◆ 运用信息 ◆
a) 判断下列三项陈述是否符合这段访谈的内容。每项回答"是"或"否",并原文引用起决定作用的语句:(i) 平台规模越大就一定越垄断;(ii) 平台监管要对平台算法进行非经济性的监管;(iii) 产业技术形成主导技术后,政府应立即全部退出补贴。
b) 依据这段访谈,用一到三句话说明政府为什么需要对新兴产业或战略产业进行补贴。

◆ 摘录文本 ◆
┌────────

第二个争议点是产业政策什么时候可以退出?对一个新兴产业、战略产业或者产业共性技术的补贴有一个阶段性的过程,政府补贴的前提假设是该产业很重要,并且具有重大的正外部性,社会是没有能够充分投资的,所以政府需要进行补贴。当这个产业技术已经有一定的规模,或者形成主导行业的主导技术以后,政府就要适当地逐渐退出,就像新能源汽车的补贴退坡机制一样,逐渐地退出来。但有的时候,产业政策制定者和实施者会有一些传导上的滞后,或者是政策的制定和执行会有一些扭曲。比如当年的光伏产业政策,中央已经强调产能过剩了,但是地方政府还在追加投资,即便企业破产了,市场已经不行了,地方政府还在兜底,实际上是产业政策把政府与企业绑架在一起,成为投入的无底洞,这就是退出机制的边界不太清楚。
总体而言,产业政策可以做,关键就是要理清政府与市场边界,以及退出机制这两个问题。
澎湃新闻:近期决策层已明确提出支持和促进平台经济规范健康持续发展。在实践中,要处理好平台经济发展与规范的关系。有人士提出,需要对互联网企业的角色和作用重新定义。互联网企业发展和管理得当,不是“割韭菜”,而是科技赋能。不会挤压中小企业和个体工商户,而会造福千行百业。你怎么看?
陈玲:平台经济确实特别受关注,而且我们现在的生产生活实际上已经离不开各种平台了,包括社交平台、购物平台和一些像工业云这样的生产支撑平台。平台是数字经济里的基础设施。
平台经济具有跨边网络交易的特点。跨边网络效应,简单讲就是“越大越好”,平台上有更多的买方会吸引更多的卖方,有更多的卖方会吸引更多的买方,所以,跨边网络效应是正反馈的,越大越好,越大效率越高、成本越低。平台是不是越大就越垄断?不一定。从平台经济学视角看,只要这个平台是可竞争的,没有特定的行政法规、法律或者是市场准入的限制,比如说限制其他投资者设立一个新的平台或者是类似的平台,那么该平台就是一个可竞争的垄断。可竞争的垄断,本质上不是真正的垄断。这一点非常明确,不是平台规模越大就越垄断。
确实大型平台有很多问题,比如我们经常碰到“大数据杀熟”的问题,实际上是对监管部门敲响了警钟,即要加强对平台算法的监管。平台监管并非准入性监管或反垄断监管,而是要对平台算法进行非经济性的监管,如是否违背了公平交易原则、是否违背了公序良德、是否存在欺诈和歧视等。算法监管不是监管部门以往擅长的领域,需要尽快地补足监管能力。

└────────

◆ 所给数据 ◆
┌────────

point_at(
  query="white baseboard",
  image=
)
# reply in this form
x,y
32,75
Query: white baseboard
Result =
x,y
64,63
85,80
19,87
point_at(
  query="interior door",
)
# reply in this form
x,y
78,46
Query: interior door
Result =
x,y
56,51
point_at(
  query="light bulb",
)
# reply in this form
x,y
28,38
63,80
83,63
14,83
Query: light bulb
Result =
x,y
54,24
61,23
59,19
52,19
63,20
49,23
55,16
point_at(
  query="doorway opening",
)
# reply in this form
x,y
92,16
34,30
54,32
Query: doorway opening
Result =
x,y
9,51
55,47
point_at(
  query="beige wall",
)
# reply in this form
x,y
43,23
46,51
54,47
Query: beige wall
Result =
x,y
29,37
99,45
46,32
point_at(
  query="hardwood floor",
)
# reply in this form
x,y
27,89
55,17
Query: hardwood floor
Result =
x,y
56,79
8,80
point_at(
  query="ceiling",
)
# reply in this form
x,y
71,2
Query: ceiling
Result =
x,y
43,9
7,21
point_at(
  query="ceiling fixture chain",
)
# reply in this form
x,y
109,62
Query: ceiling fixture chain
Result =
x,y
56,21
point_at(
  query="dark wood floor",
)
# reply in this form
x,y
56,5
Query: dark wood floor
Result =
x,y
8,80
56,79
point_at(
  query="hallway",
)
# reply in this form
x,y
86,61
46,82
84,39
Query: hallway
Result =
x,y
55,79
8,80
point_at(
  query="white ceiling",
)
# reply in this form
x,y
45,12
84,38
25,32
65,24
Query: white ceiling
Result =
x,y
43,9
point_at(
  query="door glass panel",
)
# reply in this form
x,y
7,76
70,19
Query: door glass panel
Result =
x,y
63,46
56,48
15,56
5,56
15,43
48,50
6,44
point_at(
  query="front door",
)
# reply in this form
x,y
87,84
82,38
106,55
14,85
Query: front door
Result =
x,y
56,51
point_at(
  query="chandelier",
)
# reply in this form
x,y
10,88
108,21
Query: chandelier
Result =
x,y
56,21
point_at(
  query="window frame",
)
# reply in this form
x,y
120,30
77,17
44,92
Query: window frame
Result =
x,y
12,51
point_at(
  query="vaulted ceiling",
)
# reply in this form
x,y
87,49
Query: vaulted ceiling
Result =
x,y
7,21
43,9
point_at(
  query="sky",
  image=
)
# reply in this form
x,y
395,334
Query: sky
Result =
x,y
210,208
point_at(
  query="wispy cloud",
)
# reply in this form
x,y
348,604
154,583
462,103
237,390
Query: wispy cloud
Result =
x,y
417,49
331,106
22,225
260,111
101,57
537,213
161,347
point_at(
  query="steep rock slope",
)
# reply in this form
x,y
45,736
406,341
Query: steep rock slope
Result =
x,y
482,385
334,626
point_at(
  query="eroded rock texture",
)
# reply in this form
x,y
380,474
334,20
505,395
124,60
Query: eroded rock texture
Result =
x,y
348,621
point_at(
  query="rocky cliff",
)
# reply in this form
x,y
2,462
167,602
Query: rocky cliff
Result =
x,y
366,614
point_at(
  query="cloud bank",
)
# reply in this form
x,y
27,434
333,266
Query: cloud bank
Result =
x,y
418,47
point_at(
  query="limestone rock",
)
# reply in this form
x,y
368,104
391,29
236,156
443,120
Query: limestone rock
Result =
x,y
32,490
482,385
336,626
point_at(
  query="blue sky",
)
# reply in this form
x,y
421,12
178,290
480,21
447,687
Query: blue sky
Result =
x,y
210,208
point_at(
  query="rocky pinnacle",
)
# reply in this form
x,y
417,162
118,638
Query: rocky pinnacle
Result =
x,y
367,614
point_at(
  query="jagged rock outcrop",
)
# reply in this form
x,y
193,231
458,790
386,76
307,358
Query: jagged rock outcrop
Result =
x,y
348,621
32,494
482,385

└────────

◆ 答复 ◆
a)
(i) 否。"不是平台规模越大就越垄断。"
(ii) 是。"而是要对平台算法进行非经济性的监管"
(iii) 否。"政府就要适当地逐渐退出"

b) 政府补贴的前提假设是该产业很重要,并且具有重大的正外部性。同时,社会没有能够对它充分投资,所以政府需要进行补贴。